Rewrite the items as a JSON list of strings, one string per line with blank lines left out, covering only the lines from the line containing "Tight-box every instance of sky above" up to and including the line containing "[95,120,137,191]".

··· DATA LISTING

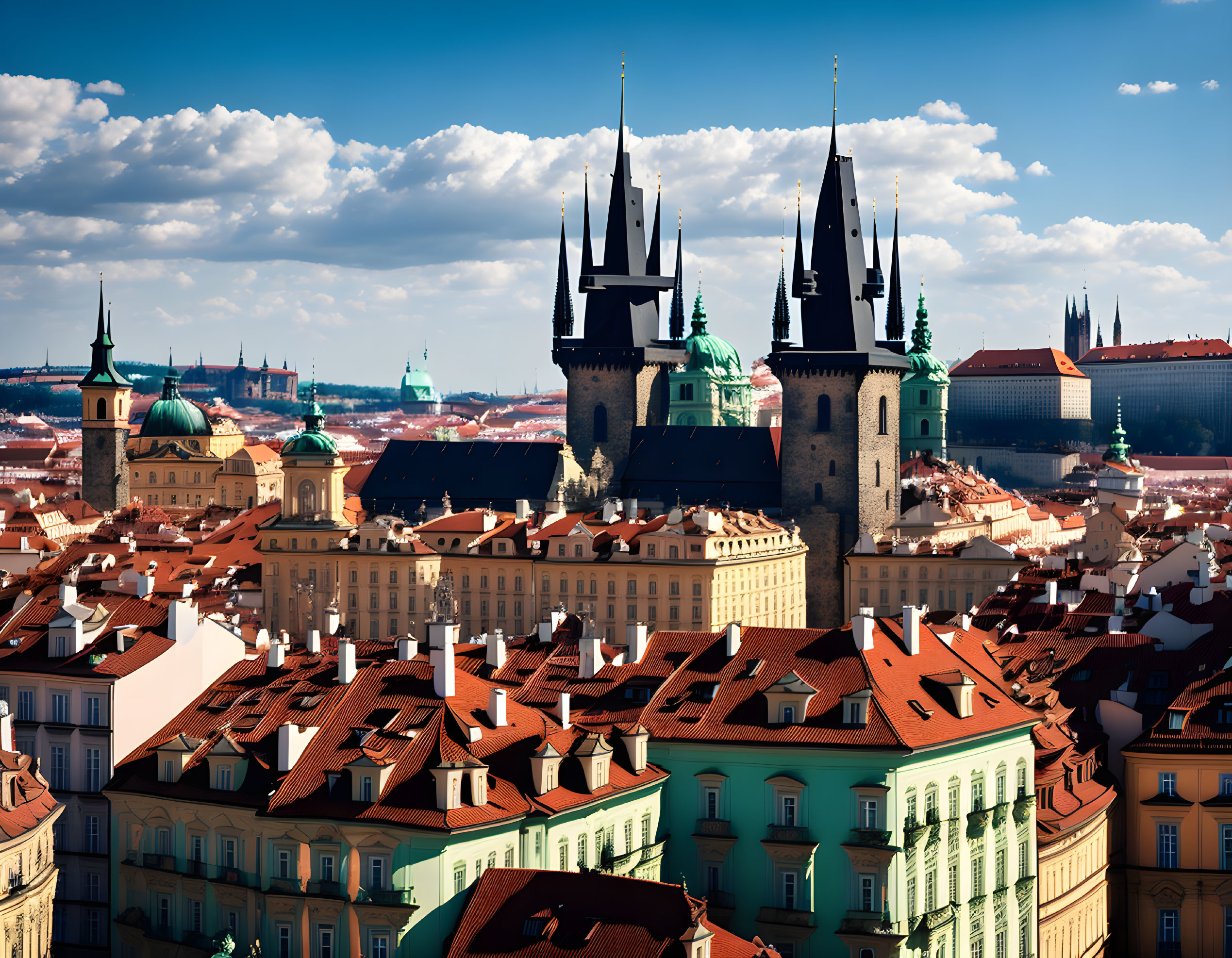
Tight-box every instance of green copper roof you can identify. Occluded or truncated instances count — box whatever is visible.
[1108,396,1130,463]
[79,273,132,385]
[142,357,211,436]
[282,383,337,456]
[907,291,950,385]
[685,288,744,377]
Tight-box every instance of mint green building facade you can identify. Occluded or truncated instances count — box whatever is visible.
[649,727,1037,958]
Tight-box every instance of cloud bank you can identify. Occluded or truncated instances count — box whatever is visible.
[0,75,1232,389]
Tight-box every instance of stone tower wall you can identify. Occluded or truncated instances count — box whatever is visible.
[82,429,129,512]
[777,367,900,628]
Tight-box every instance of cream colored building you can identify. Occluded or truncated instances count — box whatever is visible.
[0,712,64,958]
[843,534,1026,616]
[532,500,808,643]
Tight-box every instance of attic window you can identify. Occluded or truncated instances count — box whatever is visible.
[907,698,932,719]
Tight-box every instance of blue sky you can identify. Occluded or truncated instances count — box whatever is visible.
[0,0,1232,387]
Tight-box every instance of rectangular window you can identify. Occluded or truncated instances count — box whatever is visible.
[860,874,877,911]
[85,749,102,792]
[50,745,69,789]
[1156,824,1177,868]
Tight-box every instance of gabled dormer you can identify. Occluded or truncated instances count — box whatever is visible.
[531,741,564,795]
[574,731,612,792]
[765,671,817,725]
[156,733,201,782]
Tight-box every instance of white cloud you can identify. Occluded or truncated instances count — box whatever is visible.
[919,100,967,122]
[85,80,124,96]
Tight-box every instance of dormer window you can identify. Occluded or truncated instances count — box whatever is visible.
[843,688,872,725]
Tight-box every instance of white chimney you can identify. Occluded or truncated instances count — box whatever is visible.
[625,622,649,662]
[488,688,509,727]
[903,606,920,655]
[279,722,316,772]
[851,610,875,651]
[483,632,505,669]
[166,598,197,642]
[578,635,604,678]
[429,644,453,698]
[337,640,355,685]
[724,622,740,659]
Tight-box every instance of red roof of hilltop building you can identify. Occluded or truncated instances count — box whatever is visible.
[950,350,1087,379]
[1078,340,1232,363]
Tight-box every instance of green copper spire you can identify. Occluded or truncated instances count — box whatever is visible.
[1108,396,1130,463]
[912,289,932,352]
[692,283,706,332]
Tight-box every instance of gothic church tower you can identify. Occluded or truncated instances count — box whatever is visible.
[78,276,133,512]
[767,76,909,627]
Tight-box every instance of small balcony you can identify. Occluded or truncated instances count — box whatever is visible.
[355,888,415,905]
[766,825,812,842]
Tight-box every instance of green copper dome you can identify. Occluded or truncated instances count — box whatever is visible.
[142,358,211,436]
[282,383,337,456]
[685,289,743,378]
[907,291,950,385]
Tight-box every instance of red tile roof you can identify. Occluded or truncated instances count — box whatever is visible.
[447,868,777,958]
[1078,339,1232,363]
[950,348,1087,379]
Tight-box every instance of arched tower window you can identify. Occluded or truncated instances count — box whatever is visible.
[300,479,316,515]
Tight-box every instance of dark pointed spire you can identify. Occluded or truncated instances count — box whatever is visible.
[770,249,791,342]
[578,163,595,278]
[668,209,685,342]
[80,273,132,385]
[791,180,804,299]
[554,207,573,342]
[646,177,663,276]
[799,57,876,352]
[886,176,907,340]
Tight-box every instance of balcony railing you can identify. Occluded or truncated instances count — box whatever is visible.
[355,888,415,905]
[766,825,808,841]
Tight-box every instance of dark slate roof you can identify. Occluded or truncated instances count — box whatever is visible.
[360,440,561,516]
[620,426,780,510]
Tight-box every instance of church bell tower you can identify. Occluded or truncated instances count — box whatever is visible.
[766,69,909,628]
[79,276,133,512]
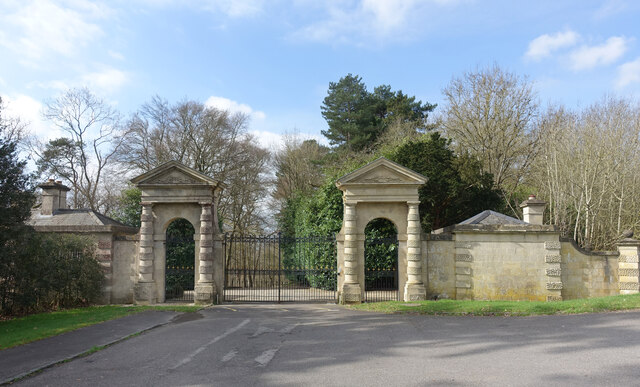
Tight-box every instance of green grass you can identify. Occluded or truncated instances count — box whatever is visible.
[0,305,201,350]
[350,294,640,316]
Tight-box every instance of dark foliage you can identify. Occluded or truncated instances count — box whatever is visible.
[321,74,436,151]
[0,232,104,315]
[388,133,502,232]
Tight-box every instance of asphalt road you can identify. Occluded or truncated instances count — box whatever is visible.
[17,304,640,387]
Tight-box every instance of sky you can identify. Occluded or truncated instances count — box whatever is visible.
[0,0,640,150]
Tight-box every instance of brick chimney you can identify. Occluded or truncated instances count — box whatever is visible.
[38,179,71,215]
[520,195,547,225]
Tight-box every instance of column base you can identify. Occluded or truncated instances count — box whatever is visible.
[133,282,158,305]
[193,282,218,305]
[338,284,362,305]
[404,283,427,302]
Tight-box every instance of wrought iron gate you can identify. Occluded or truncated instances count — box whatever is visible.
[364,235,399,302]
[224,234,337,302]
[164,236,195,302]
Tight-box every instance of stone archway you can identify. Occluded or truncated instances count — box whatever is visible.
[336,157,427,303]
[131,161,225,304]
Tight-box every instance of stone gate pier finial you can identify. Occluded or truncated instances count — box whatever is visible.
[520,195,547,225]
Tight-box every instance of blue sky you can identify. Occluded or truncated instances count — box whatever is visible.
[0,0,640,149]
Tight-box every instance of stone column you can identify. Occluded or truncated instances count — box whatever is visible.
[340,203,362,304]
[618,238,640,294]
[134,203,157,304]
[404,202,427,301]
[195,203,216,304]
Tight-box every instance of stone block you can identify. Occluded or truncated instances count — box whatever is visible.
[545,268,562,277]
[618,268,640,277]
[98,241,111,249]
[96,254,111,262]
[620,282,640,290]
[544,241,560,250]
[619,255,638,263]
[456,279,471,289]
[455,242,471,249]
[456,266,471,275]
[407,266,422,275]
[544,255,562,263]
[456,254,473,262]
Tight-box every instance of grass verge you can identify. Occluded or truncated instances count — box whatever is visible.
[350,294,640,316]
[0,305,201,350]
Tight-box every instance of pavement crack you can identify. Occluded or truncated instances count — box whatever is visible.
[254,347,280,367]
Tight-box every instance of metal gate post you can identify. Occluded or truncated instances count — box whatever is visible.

······
··· DATA LISTING

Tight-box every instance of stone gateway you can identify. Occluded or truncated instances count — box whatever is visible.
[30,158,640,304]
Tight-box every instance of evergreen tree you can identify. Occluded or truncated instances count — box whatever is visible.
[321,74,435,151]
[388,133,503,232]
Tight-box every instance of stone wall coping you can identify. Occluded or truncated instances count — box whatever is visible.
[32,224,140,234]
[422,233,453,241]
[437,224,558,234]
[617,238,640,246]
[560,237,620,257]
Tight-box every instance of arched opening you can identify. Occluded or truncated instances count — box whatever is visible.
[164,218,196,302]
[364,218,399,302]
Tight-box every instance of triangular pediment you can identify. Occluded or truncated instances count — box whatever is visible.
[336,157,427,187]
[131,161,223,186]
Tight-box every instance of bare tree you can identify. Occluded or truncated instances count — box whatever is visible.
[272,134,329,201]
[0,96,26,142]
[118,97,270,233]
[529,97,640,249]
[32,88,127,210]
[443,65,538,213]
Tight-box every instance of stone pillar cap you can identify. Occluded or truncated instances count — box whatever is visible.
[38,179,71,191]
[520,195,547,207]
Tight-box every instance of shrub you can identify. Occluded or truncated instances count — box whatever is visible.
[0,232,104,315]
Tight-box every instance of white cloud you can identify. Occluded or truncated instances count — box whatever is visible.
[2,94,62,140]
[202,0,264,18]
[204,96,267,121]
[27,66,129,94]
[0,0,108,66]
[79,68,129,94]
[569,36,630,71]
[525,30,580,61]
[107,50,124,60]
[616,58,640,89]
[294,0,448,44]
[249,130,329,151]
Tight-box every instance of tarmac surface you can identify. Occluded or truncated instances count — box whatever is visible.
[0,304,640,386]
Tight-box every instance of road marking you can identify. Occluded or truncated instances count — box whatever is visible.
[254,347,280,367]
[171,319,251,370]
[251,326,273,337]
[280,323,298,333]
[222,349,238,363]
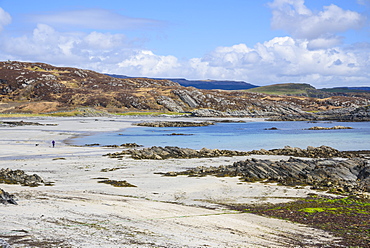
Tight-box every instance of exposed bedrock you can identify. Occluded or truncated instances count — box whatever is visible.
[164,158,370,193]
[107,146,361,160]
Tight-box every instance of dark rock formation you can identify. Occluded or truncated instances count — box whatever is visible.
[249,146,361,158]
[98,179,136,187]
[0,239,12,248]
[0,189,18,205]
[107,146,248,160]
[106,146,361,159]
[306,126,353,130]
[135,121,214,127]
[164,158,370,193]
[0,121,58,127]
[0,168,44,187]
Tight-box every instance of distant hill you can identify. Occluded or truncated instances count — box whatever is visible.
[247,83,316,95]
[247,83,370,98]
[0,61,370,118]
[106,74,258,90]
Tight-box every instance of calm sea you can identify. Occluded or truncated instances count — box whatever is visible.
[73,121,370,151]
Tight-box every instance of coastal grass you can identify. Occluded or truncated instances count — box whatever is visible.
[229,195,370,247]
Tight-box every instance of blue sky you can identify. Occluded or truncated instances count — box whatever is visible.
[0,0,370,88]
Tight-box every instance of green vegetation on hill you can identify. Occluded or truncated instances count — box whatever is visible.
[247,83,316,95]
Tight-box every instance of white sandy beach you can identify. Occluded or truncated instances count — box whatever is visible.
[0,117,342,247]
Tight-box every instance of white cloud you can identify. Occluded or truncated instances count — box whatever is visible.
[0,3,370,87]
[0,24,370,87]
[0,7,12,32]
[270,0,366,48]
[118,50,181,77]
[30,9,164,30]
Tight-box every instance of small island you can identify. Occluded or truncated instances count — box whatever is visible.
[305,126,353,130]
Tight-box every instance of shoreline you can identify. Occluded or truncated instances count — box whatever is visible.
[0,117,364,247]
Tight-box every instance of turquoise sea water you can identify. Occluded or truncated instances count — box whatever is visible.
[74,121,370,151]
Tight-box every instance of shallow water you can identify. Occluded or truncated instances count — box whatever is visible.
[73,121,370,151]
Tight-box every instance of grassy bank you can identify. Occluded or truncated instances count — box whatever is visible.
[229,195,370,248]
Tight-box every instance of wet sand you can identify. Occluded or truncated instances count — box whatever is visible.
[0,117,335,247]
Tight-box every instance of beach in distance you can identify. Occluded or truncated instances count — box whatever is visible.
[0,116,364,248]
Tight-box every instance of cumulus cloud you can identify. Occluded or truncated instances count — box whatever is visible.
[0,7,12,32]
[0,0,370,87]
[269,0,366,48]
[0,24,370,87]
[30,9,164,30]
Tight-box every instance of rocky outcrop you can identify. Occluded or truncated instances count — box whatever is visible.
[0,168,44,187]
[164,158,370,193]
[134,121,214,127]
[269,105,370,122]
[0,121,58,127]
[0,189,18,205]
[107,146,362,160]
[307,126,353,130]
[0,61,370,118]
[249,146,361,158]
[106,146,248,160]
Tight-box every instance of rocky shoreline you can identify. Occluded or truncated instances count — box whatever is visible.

······
··· DATA LISTING

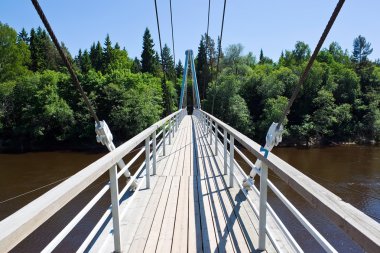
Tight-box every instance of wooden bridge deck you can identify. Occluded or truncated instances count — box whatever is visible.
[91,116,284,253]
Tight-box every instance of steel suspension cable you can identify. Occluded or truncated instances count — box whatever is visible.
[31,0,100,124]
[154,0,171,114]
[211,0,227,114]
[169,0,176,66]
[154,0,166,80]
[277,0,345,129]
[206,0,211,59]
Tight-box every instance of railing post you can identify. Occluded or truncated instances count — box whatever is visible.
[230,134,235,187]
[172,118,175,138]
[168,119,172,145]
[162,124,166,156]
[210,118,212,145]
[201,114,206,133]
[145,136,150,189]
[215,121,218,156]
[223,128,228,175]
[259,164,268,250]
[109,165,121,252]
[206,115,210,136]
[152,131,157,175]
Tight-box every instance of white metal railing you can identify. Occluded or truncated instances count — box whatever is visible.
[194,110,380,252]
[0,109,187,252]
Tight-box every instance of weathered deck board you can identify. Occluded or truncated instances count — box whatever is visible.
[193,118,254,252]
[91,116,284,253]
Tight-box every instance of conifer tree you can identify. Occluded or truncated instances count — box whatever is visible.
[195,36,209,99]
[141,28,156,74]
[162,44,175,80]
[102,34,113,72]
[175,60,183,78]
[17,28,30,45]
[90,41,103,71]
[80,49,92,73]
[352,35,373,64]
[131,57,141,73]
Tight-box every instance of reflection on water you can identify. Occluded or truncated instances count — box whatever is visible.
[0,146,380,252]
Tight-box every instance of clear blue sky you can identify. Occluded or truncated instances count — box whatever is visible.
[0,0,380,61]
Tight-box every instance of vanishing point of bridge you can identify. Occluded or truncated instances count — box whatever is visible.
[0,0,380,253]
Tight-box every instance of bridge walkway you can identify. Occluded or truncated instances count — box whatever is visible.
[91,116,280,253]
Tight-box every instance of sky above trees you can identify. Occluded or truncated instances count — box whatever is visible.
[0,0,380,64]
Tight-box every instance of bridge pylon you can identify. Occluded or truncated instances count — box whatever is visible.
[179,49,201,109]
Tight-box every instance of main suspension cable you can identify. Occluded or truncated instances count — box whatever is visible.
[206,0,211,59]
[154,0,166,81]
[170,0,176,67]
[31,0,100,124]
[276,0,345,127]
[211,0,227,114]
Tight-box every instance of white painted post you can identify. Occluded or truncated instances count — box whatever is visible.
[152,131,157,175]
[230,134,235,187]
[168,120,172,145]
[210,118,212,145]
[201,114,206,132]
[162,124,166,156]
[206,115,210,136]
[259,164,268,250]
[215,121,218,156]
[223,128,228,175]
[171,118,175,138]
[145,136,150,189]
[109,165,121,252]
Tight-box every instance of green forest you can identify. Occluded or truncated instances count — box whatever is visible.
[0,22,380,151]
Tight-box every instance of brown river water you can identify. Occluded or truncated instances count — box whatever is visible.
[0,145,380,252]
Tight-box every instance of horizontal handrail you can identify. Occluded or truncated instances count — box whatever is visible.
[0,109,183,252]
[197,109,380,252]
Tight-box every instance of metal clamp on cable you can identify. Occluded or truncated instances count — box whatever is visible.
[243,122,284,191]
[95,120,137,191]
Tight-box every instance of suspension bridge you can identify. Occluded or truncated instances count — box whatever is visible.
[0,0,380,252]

······

RESPONSE:
[
  "Tight-box every instance of sky above trees you can identify. Occluded or truncated instances count — box whatever is visible.",
  "[0,0,380,64]",
  "Tight-box every instance of bridge pylon you can identify. Occluded or truncated instances count — box whatever is visible.",
  "[179,49,201,109]",
  "Tight-box every instance of main suspension cable you can identify. Occluded or truncated instances count — box whatever is visible.",
  "[206,0,211,59]",
  "[154,0,166,81]",
  "[170,0,176,67]",
  "[31,0,100,124]",
  "[276,0,345,127]",
  "[211,0,227,114]",
  "Tight-box every instance of white painted post you can identify. Occluded or truncated instances count — box whatever is visible.",
  "[152,131,157,175]",
  "[230,134,235,187]",
  "[168,120,172,145]",
  "[210,118,212,145]",
  "[201,114,206,132]",
  "[162,124,166,156]",
  "[206,115,210,136]",
  "[259,164,268,250]",
  "[215,121,218,156]",
  "[223,128,228,175]",
  "[171,118,175,138]",
  "[145,136,150,189]",
  "[109,165,121,252]",
  "Tight-box every instance of green forest you can identify. Occluded or truncated instances count — box whatever is visible.",
  "[0,22,380,151]",
  "Tight-box every instance of brown river water you can identify. Occluded or truncated instances count — box whatever is visible.",
  "[0,145,380,252]",
  "Tight-box every instance of horizontal handrail you can identify. Occluded or truncated instances count — box whatever is visible.",
  "[0,109,183,252]",
  "[197,109,380,252]",
  "Tight-box every instance of metal clamp on cable you can identify. Occluded or truncated instances count — box whatever is visible.",
  "[243,122,284,191]",
  "[95,120,137,191]"
]